===== GIVEN ENTRIES =====
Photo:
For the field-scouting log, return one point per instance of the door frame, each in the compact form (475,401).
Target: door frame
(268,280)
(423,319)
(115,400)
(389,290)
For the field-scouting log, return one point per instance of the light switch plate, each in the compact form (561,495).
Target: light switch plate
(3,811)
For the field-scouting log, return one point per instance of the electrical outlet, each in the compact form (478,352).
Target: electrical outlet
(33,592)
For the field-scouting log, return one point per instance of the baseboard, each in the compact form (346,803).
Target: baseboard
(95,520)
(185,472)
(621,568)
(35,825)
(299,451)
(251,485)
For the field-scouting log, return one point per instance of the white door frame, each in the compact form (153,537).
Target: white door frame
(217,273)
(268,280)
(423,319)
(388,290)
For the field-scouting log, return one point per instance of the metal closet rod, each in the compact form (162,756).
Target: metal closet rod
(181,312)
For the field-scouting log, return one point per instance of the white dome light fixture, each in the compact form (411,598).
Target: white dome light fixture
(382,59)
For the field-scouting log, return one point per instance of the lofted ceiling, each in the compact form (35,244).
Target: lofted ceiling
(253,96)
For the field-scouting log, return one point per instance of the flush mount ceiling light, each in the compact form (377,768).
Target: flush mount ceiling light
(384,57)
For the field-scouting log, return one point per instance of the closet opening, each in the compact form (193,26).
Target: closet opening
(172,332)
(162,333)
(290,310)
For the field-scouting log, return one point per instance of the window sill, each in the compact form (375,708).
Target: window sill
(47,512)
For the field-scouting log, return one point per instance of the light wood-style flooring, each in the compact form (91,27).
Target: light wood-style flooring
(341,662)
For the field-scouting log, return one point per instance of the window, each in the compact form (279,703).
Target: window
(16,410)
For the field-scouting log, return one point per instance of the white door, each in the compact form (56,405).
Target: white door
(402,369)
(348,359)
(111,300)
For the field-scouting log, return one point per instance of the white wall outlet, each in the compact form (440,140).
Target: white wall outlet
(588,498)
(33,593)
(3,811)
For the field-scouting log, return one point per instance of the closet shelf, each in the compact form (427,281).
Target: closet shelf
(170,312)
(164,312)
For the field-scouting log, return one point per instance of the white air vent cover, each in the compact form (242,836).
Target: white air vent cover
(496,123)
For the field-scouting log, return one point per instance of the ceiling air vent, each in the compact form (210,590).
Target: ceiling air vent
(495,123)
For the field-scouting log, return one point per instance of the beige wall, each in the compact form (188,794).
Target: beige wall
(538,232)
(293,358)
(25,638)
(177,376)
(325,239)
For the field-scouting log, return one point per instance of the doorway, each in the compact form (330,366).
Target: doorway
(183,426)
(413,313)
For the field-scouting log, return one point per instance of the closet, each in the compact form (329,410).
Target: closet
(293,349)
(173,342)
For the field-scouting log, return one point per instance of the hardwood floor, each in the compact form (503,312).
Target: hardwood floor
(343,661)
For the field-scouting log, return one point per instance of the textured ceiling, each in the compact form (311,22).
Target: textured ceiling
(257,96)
=====
# [WHAT IS BEING ASKED]
Repeat only what runs from the line holding "compact form (56,405)." to the end of the data, keeping every line exactly as written, first and last included.

# [TASK RESULT]
For the field-scouting log, return one point per instance of the white door, each in the compact form (56,405).
Target: white door
(402,369)
(348,359)
(111,300)
For the field-scouting log, return one point per instance of the white wall outlet, each in the compact form (440,140).
Target: white wall outlet
(588,498)
(33,593)
(3,811)
For the field-scouting log, return one point per instance of the closet shelf, each in the compact form (427,281).
Target: closet shelf
(170,312)
(164,312)
For the field-scouting log, return one point per instance of the white air vent cover, each in the compact form (242,836).
Target: white air vent cover
(496,123)
For the field-scouting log, return one point per instance of the ceiling air vent, each in the compact form (210,590).
Target: ceiling air vent
(495,123)
For the field-scouting log, return one point per instance of the beige wall, each in the compact form (188,794).
Target: beige wall
(538,232)
(293,358)
(25,638)
(177,376)
(325,239)
For the field-scouting log, return one point per instance of the doorway, each in the compact form (330,366).
Target: doorway
(183,426)
(413,313)
For the field-scouting log, return one point per instance of the closet, each in the compact form (329,410).
Target: closet
(293,349)
(173,342)
For the field-scouting log, return one point per instance of the hardwood floor, each in the compact form (503,312).
Target: hardwood floor
(343,661)
For the field-scouting log, return one point per instance of the textured ceiling, each in the compact form (311,22).
Target: textured ceiling
(257,96)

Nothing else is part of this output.